# [PROVIDED TEXT]

Pioneering Political Journalist Marianne Means Has Died at Age 83
The first woman assigned to cover a president’s activities on a full-time basis, Means wrote a widely syndicated column about the goings-on in Washington
Marianne Means, the barrier-breaking political journalist who was the first woman assigned to cover a president's activities on a full-time basis, has died at the age of 83. Her son-in-law, Peter Dunning, named complications from colon cancer as the cause of death, reports Harrison Smith of the Washington Post.
For more than four decades, Means covered the goings-on of Washington in a widely syndicated column for Hearst Newspapers. She is said to have been a favorite of John F. Kennedy, who observed Means working hard to report stories that would rival those of her male counterparts. “Give her some stories,” JFK told an aide, according to Carl Sferrazza Anthony, author of The Kennedy White House. “Give her all the help you can.”
Means was born Marianne Hansen in Sioux City, Iowa, in 1934. She graduated from the University of Nebraska at Lincoln in 1956, the same year that she married Cecil Paul Means—the first of her five husbands. As an undergraduate student, Means served as the managing editor of the Daily Nebraskan, the University of Nebraska’s student paper. In her last-ever column for Hearst Newspapers, Means wrote that she first met Kennedy during her Nebraska years, “while working on a crusade to get him to visit the campus.” When Kennedy finally arrived at Nebraska University, Means was tasked with driving him around. They hit it off—a fruitful encounter that would one day help Means score her big break.
After graduation, Means worked for two years as a copy editor at the Lincoln Journal-Star, a Nebraska publication. But when she tried to transition to Washington newspapers, Means was barred from the copy desk; editors, she was told, were supposed to be men. So she decided to work as a reporter, joining Hearst Newspapers in 1959. When Kennedy won the presidential election of 1960, Hearst decided to take a chance on the young journalist who had a personal rapport with the new president, assigning Means to work as a White House correspondent.
Though trailblazing reporter Helen Thomas received her first assignment to report on the president-elect in 1960, White House press events were overwhelmingly dominated by men at the time. "It is taken for granted nowadays that women reporters are as competent as men to cover the White House. But I was the first woman assigned to cover a president's activities on a full-time basis — Helen Thomas covered the First Lady then — and I therefore was the object of some controversy," Means told Kendall K. Hoyt and Frances Spatz Leighton for the 1979 tell-all, Drunk Before Noon: The Behind-The-Scenes Story of the Washington Press Corps.
Undaunted, Means was on hand to cover major political events of the 1960s, including the assassination of John F. Kennedy. She was in the first press car when the president was shot, and the image of JFK’s blood-soaked convertible would haunt her for decades.
“Every detail of the day will be imprinted on my mind forever,” she once told University of Nebraska journalism student Melissa Dunne.

(Dataset entries)

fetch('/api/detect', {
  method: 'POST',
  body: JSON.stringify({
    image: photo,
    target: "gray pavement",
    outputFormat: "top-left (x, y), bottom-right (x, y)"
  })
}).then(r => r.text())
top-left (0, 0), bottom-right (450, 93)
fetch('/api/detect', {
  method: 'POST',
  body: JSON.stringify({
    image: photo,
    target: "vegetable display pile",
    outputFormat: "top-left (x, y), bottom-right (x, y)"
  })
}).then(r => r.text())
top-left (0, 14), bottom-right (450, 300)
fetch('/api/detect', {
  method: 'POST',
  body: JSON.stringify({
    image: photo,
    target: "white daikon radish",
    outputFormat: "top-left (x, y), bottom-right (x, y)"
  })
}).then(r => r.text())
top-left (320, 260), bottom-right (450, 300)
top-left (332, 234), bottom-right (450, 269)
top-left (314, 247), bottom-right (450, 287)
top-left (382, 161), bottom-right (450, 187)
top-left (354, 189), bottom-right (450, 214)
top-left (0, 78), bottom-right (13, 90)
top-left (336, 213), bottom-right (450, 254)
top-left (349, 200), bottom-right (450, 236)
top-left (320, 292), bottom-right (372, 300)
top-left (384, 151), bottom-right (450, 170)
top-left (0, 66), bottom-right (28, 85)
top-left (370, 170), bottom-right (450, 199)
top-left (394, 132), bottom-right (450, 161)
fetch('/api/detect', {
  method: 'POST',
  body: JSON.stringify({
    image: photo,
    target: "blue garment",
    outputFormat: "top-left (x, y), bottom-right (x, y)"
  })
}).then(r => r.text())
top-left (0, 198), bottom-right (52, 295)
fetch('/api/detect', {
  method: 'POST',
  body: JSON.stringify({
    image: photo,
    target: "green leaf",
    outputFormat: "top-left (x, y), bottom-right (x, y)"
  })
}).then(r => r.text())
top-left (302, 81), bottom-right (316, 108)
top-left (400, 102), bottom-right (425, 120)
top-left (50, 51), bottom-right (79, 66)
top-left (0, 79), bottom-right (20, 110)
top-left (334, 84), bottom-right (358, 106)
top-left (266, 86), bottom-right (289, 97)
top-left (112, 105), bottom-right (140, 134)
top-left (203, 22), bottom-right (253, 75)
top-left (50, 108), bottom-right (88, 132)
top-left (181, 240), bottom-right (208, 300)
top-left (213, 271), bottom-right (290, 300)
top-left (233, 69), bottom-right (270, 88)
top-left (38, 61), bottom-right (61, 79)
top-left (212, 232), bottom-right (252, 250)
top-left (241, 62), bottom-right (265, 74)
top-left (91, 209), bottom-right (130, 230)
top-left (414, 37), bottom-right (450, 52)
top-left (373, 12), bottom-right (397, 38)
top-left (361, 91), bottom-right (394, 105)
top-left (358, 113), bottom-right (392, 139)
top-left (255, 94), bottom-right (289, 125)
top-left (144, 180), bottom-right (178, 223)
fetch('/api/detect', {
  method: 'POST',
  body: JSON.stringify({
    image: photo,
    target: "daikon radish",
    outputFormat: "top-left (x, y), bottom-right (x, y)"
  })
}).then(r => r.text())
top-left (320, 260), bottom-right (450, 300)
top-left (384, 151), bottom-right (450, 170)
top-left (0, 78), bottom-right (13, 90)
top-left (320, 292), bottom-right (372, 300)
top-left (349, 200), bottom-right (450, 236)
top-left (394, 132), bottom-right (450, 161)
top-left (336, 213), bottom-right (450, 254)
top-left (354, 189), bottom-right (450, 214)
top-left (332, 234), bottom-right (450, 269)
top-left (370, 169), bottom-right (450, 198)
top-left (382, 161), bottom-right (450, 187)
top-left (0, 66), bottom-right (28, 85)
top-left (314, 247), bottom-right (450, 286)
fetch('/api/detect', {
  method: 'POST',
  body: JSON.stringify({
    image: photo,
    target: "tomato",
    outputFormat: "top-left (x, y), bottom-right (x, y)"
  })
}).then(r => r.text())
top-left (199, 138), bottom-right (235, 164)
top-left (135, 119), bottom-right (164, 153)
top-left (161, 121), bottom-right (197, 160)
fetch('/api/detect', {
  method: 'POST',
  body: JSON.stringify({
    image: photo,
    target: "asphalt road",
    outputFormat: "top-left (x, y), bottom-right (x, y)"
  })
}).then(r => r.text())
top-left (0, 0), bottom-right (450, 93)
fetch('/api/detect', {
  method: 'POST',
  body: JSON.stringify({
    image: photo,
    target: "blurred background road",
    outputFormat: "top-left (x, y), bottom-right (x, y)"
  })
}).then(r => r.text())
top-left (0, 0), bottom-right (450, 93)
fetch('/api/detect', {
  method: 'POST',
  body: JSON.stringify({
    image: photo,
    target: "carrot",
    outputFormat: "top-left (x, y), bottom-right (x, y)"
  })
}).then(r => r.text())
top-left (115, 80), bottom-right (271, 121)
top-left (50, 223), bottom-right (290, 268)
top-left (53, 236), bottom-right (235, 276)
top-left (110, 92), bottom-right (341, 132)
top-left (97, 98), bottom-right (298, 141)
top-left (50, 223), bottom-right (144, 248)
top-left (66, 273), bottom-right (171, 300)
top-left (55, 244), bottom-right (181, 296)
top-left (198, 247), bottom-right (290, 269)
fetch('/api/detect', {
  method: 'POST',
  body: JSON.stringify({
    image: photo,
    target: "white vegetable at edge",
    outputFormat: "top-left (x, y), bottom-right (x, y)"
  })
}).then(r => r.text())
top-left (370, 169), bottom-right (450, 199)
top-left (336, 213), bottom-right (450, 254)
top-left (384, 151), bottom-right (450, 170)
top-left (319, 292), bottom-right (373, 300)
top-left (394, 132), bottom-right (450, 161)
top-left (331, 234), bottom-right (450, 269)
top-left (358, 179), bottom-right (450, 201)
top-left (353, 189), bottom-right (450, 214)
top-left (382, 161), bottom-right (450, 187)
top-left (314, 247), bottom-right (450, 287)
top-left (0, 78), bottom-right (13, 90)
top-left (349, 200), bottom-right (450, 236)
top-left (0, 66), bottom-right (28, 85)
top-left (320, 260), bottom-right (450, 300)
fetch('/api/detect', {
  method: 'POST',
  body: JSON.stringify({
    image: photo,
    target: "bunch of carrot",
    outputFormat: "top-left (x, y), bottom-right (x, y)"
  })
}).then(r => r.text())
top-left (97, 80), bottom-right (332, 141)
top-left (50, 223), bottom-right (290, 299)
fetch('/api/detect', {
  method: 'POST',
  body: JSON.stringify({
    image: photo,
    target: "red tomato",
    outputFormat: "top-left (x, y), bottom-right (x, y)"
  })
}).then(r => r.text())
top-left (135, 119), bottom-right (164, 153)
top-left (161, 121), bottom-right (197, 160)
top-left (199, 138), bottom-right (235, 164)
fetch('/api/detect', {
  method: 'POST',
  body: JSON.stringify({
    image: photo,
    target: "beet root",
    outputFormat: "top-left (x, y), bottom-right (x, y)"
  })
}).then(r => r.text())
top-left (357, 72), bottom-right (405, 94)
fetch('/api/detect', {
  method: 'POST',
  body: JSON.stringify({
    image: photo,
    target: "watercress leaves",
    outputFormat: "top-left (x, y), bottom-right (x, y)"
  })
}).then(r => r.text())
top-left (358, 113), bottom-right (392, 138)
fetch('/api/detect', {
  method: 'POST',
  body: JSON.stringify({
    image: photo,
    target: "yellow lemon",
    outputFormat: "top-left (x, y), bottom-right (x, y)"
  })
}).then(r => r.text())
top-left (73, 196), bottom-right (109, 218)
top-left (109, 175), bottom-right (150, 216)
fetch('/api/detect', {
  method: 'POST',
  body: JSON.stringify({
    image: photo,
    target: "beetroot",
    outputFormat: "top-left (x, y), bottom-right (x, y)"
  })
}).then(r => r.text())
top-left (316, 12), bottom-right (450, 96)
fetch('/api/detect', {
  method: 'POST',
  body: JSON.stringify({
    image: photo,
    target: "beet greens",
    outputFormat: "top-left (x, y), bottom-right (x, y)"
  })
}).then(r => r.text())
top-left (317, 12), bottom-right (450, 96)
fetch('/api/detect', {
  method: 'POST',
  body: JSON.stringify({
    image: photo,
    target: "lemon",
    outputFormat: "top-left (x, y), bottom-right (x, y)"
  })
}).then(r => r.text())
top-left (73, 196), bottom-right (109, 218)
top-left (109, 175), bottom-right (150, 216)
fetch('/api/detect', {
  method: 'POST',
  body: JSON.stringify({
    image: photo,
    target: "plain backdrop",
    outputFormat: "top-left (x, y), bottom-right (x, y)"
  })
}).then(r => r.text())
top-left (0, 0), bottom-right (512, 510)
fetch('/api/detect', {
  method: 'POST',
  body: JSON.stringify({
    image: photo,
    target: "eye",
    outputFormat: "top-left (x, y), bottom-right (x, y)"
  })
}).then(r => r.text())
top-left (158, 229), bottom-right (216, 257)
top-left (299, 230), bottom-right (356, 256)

# [EXERCISE PROMPT]
Write out the part of the article about Marianne Means from "Pioneering Political Journalist" up to and including "the Washington Post.". These records were taken from a different source than the text.

# [SOLUTION TO THIS EXERCISE]
Pioneering Political Journalist Marianne Means Has Died at Age 83
The first woman assigned to cover a president’s activities on a full-time basis, Means wrote a widely syndicated column about the goings-on in Washington
Marianne Means, the barrier-breaking political journalist who was the first woman assigned to cover a president's activities on a full-time basis, has died at the age of 83. Her son-in-law, Peter Dunning, named complications from colon cancer as the cause of death, reports Harrison Smith of the Washington Post.